== SUPPLIED MATERIAL

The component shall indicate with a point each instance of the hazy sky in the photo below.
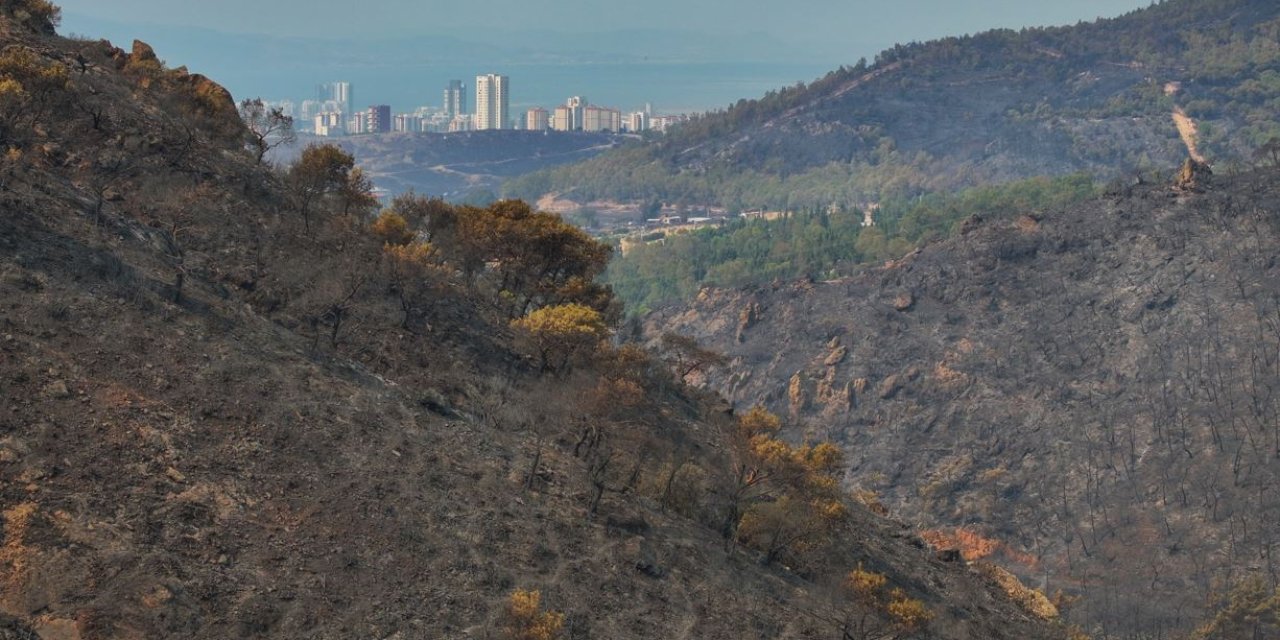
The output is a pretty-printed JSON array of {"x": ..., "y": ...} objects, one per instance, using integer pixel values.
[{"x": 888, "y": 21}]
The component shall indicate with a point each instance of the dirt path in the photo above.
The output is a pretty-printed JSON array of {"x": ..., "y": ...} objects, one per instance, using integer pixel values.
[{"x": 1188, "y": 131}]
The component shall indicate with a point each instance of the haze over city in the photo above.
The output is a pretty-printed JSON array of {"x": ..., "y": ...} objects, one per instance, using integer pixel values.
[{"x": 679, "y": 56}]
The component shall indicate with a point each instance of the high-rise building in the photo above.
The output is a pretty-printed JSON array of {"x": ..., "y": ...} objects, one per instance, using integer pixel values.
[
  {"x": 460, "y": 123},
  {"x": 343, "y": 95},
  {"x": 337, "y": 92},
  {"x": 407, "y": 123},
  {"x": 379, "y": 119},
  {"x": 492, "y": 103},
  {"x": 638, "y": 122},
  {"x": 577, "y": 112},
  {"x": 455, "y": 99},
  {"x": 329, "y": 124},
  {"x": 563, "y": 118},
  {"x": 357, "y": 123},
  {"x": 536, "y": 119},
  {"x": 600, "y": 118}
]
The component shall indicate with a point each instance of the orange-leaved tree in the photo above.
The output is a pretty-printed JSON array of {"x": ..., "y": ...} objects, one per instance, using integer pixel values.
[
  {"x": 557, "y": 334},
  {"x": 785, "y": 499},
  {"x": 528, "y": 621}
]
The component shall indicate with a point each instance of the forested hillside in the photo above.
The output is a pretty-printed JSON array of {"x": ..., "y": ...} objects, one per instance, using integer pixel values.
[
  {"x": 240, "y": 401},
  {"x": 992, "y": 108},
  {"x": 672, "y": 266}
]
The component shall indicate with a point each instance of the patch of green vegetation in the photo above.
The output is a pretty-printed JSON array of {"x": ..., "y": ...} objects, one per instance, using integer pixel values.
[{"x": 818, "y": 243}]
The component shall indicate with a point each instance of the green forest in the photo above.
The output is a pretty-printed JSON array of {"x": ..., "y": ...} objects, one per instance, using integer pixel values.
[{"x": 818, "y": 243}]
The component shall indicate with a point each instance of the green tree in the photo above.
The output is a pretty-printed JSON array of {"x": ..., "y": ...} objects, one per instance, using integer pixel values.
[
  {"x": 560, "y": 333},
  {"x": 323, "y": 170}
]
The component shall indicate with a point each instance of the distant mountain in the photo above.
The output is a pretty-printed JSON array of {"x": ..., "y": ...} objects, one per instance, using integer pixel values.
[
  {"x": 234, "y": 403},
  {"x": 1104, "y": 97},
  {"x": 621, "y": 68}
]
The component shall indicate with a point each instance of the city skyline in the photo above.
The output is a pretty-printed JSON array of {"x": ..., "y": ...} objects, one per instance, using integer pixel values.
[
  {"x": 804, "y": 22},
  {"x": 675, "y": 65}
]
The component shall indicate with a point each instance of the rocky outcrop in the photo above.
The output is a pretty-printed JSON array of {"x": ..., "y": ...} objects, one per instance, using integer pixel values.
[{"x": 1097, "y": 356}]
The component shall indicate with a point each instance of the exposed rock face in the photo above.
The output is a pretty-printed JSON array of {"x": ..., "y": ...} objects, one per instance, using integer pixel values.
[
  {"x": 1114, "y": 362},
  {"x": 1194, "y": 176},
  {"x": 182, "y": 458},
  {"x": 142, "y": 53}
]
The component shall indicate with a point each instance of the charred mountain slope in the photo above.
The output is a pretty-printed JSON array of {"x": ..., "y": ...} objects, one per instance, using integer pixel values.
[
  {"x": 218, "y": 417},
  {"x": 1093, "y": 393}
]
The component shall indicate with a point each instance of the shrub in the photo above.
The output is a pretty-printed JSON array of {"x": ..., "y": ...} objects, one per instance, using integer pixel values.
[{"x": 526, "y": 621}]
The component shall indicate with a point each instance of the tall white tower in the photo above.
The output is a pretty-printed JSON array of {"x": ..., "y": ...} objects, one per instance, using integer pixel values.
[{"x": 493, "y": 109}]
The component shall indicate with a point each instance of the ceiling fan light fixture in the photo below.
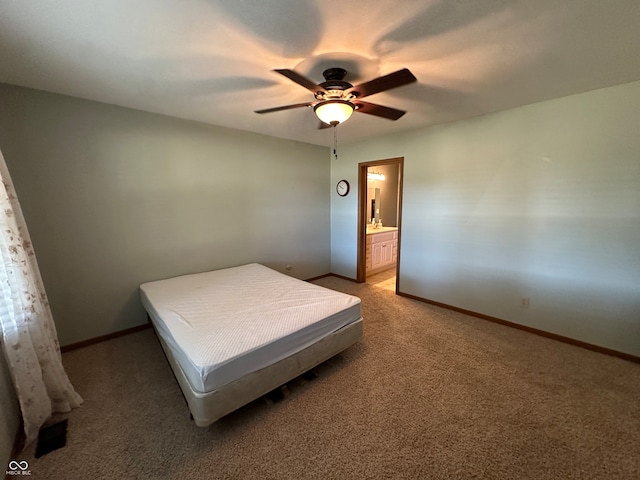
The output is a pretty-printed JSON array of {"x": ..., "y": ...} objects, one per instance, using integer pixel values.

====

- _ABOUT THIS EXERCISE_
Set the records down again exactly, and omit any picture in them.

- _ANSWER SECTION_
The component shall indicate with a point each instance of the hazy sky in the photo below.
The output is a pretty-printed JSON array of {"x": ..., "y": ...} objects, one per instance, using integer pixel values.
[{"x": 888, "y": 21}]
The component shall indicate with a point each instance of the dirt path in the photo above.
The output is a pretty-printed JSON array of {"x": ..., "y": ...} objects, one per instance, using integer pixel values.
[{"x": 1188, "y": 131}]
The component shall indicate with a point each instance of the haze over city in the photo above.
The output is a pretty-printed JSON array of {"x": ..., "y": ...} objects, one per instance, using integer pixel values.
[{"x": 679, "y": 56}]
The component shall indicate with a point each instance of the high-rise building in the photo above.
The output is a pretty-printed JSON array of {"x": ..., "y": ...} objects, one per instance, using integer pixel values.
[
  {"x": 460, "y": 123},
  {"x": 343, "y": 95},
  {"x": 337, "y": 92},
  {"x": 407, "y": 123},
  {"x": 379, "y": 119},
  {"x": 492, "y": 103},
  {"x": 638, "y": 122},
  {"x": 577, "y": 112},
  {"x": 455, "y": 99},
  {"x": 329, "y": 124},
  {"x": 563, "y": 118},
  {"x": 357, "y": 123},
  {"x": 536, "y": 119},
  {"x": 600, "y": 118}
]
The component shall indicate with a point each instance of the orange-leaved tree in the photo above.
The output is a pretty-printed JSON array of {"x": ..., "y": ...} objects, one per instance, using integer pixel values.
[
  {"x": 557, "y": 334},
  {"x": 785, "y": 499},
  {"x": 528, "y": 621}
]
The component shall indicate with a point each instance of the forested hillside in the photo above.
The output is a pretty-printed JSON array of {"x": ..., "y": ...} objects, one per instance, using integer pixel values.
[
  {"x": 240, "y": 401},
  {"x": 992, "y": 108},
  {"x": 672, "y": 266}
]
The component shall indicate with a point each instance of the patch of green vegetation in the photo above.
The output is a pretty-printed JSON array of {"x": ..., "y": ...} objects, one per instance, using integer pixel values.
[{"x": 818, "y": 243}]
The component shall indicate with a point each instance of the green forest in the photo above.
The output is a pretty-printed JSON array of {"x": ..., "y": ...} objects, one per instance, using integer pixel values.
[{"x": 818, "y": 243}]
The component shall indicate with a point each instance of the green tree in the photo above.
The output is a pretty-printed JSON array of {"x": ..., "y": ...} objects, one per instance, using integer pixel values.
[
  {"x": 560, "y": 333},
  {"x": 323, "y": 170}
]
The component shall indicate with a point each instance of the distant mountain in the photo above.
The output is a pretty-printed JSON array of {"x": ..., "y": ...} objects, one per instance, using integer pixel values.
[
  {"x": 234, "y": 403},
  {"x": 1104, "y": 97},
  {"x": 621, "y": 68}
]
The component shall indicate with a point each instance of the city skyline in the photo above.
The output is a pretty-printed JSON array of {"x": ..., "y": ...} objects, one per instance, using integer pixel values.
[
  {"x": 804, "y": 22},
  {"x": 675, "y": 65}
]
The component shall indicate with a point each instance of the rocky outcrop in the photo above.
The output is a pretty-printed JSON array of {"x": ..., "y": ...} objects, one per instance, using integer pixel values.
[{"x": 1097, "y": 356}]
The component shall indicate with a point each instance of the exposed rock face in the photo above.
The output is a pretty-printed JSON array of {"x": ..., "y": ...} objects, one per instance, using integer pixel values.
[
  {"x": 1114, "y": 362},
  {"x": 1194, "y": 176},
  {"x": 182, "y": 458},
  {"x": 142, "y": 53}
]
The component shall indicate with a point each instance of the charred mountain slope in the photo above.
The output is a pretty-printed JSON array of {"x": ..., "y": ...} objects, one per instance, using integer pixel values.
[
  {"x": 218, "y": 417},
  {"x": 1093, "y": 393}
]
The component shall indicate with a point each instance of the shrub in the photo above.
The output is a pretty-printed JSON array of {"x": ..., "y": ...} objects, one per instance, using integer pixel values.
[{"x": 526, "y": 621}]
The component shall indicate with a point each instance of the tall white tower in the photo above.
The output is a pretty-printed JSON array of {"x": ..., "y": ...} objects, one per instance, using integer pixel values.
[{"x": 493, "y": 109}]
The component shall indicate with a point each instance of the ceiling fan light fixture in the photo below.
The output is a pretty-printed JSON array of {"x": ..., "y": ...} objects, one per instance, using integer pixel values.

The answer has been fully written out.